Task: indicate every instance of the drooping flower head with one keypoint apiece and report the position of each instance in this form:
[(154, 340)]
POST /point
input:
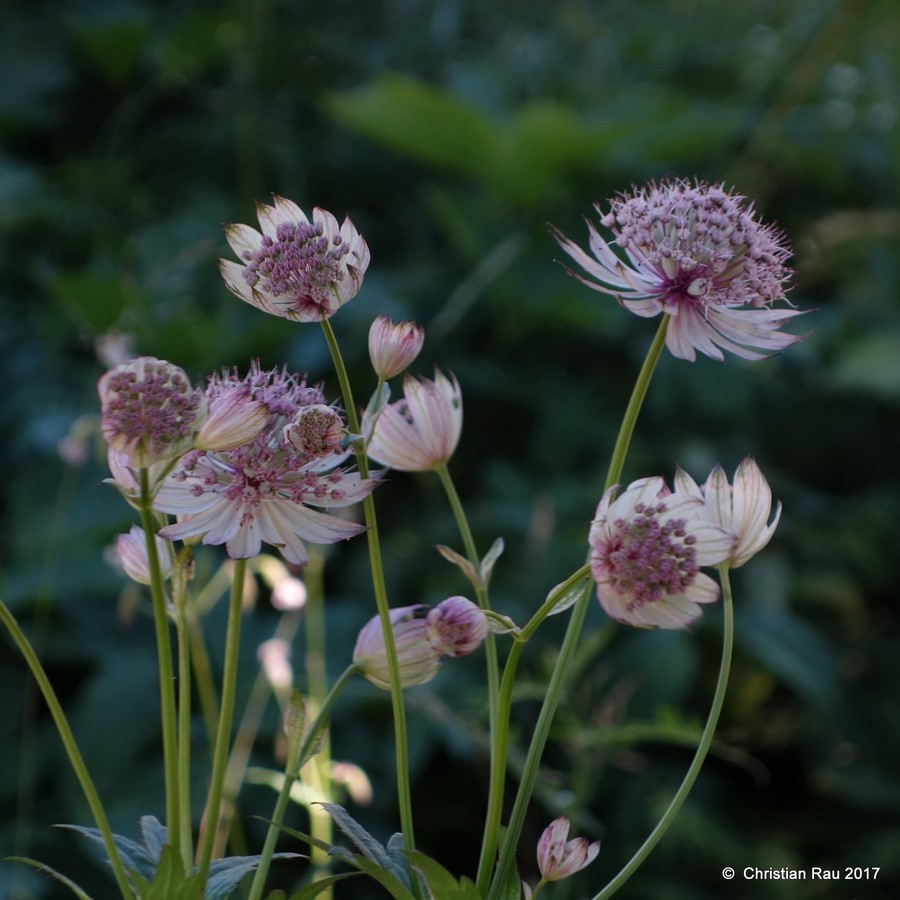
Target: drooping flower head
[(456, 626), (559, 858), (743, 509), (421, 431), (263, 491), (150, 411), (417, 659), (647, 547), (296, 268), (698, 254), (392, 348)]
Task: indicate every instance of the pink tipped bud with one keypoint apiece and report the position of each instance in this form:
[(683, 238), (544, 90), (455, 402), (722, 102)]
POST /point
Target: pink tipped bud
[(132, 551), (417, 659), (315, 431), (456, 626), (393, 347), (558, 858)]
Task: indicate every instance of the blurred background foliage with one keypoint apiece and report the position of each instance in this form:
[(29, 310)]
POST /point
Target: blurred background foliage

☆ ☆ ☆ ☆ ☆ ☆ ☆

INSTRUCTIONS TO FOLLOW: Set down every line of the entries above word for word, leaving out the pictures.

SOLUTION FOR THIS PROBLEM:
Task: indicate every instance of the drooping flower head with one keypoint apiece and report the position of each instance in this form:
[(154, 340)]
POST /point
input:
Target: drooping flower head
[(456, 626), (559, 858), (743, 509), (421, 431), (263, 491), (150, 411), (417, 659), (647, 547), (296, 268), (698, 254), (392, 348)]
Task: indicate every instance of the pink tipped bud with one keypoint apiece and report the position of each instance in this form:
[(683, 238), (544, 90), (455, 402), (722, 102)]
POST /point
Target: pink tipped bud
[(132, 551), (417, 659), (315, 431), (456, 626), (393, 347), (558, 858)]
Task: indicate every instance of the blurred background foliage with one keypoint apiece and report the position of each instance in this form:
[(29, 310)]
POST /point
Target: blurred background foliage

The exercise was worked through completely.